* [Your instructions] Copy the data below exactly.

____ Data in this exercise

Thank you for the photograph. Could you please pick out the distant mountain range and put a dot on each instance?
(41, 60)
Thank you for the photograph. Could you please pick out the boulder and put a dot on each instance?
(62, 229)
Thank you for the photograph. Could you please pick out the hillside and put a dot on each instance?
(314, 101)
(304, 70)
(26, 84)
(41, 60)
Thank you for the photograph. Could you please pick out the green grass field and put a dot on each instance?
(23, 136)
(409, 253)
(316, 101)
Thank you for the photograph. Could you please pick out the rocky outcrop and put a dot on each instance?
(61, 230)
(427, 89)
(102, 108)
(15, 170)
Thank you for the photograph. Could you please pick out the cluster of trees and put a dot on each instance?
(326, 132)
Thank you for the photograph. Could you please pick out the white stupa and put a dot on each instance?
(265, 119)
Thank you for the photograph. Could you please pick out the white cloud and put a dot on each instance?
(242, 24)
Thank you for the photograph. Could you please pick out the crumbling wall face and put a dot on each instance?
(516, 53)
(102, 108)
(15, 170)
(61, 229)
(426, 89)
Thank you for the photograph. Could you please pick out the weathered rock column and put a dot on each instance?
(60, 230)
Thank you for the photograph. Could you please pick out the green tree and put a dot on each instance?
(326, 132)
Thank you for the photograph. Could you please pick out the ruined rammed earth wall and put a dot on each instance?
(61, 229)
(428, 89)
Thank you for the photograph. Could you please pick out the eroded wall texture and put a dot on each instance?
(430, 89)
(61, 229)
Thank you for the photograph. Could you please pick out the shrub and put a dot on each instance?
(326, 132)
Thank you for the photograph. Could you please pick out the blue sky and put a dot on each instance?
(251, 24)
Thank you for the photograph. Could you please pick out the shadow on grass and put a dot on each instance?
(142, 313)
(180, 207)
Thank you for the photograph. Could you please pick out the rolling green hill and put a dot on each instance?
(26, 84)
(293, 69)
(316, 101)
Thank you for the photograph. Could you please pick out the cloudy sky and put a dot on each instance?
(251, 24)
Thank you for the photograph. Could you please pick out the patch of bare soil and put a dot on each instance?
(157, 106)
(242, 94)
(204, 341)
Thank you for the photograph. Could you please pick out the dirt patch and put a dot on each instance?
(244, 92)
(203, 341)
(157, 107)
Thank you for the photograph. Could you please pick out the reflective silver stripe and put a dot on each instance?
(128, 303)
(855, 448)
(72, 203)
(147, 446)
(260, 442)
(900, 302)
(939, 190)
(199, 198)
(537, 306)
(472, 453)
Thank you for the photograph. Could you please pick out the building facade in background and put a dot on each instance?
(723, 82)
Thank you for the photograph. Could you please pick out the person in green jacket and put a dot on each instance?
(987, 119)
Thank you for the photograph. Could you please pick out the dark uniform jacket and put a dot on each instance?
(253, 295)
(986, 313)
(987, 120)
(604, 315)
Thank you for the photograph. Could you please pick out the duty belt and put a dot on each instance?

________

* [Output]
Thank you for the photograph. Could you please pick out the distant mountain range and put a dot on each instance?
(41, 60)
Thank you for the photograph. Could you please pick out the boulder and put a dot on each instance?
(62, 229)
Thank you for the photograph. Could you please pick out the hillside and put a dot on each instance?
(314, 101)
(304, 70)
(26, 84)
(41, 60)
Thank you for the photograph. Could you please pick out the green grass field and put a dot on each instance?
(23, 136)
(409, 253)
(316, 101)
Thank you for the photograph. Could you please pick out the rocky outcrop and put a dot on each instance?
(61, 230)
(427, 89)
(102, 108)
(15, 170)
Thank you for the photograph. Could you please pick out the cluster of trees and put a dot on each instance?
(326, 132)
Thank you for the photograph. Could you please pick out the white stupa and put a dot on each instance?
(265, 119)
Thank you for the photograph. Could you please pick out the white cloud and put a dot on each instance?
(242, 24)
Thank you for the photograph. Could you please pick out the crumbling wall face and put a dot on each instance?
(516, 53)
(102, 108)
(15, 170)
(61, 229)
(426, 89)
Thank you for the photograph. Could you please pick out the weathered rock column and put a dot on each instance?
(60, 230)
Thank you for the photograph. Could you please pick out the green tree and put a dot on each instance?
(326, 132)
Thank you for the photograph. Could you please pick out the ruined rammed earth wall and put a dot on each instance?
(61, 229)
(428, 89)
Thank you for the photograph. Could you please pick out the eroded wall texture and put a dot on each instance?
(430, 89)
(61, 229)
Thank you for the photograph. Could you please pick out the shrub and put a dot on each instance?
(326, 132)
Thank you for the photograph. Could you please pick out the blue sky and put a dot on each instance?
(251, 24)
Thank you for the photograph. Could you please pick out the shadow on grass and put a dot on each instance?
(142, 313)
(180, 207)
Thank you for the photograph. Could you please pick out the rolling green hill and put a dot on each instance?
(26, 84)
(293, 69)
(316, 101)
Thank you for the photograph. Could you please pick out the cloudy sky and put a dot on each instance?
(251, 24)
Thank you for the photograph. Could you please pick out the patch of bare soil and put a dot on each instance?
(157, 106)
(242, 94)
(204, 341)
Thank you for the photograph. Could you please pick out the dirt patch and put a dot on each instance?
(244, 92)
(203, 341)
(157, 107)
Thank you for the photograph. Could you please pick out the reflective silver stripe and put a dot on each instance?
(128, 303)
(855, 448)
(72, 203)
(147, 446)
(260, 442)
(900, 302)
(939, 190)
(199, 198)
(537, 306)
(472, 453)
Thank you for the photograph. Could you please pick out the building facade in background and put a dot on each instance?
(723, 82)
Thank you for the photograph. Could you please pick out the person in green jacket and put a dot on each instance?
(987, 119)
Thank you for the photograph. Could you please pick out the dark uniform jacket and put a dot on each instance?
(253, 295)
(986, 313)
(987, 120)
(604, 315)
Thank you for the photograph. Could you please pick out the duty belt and put a dot on each instance?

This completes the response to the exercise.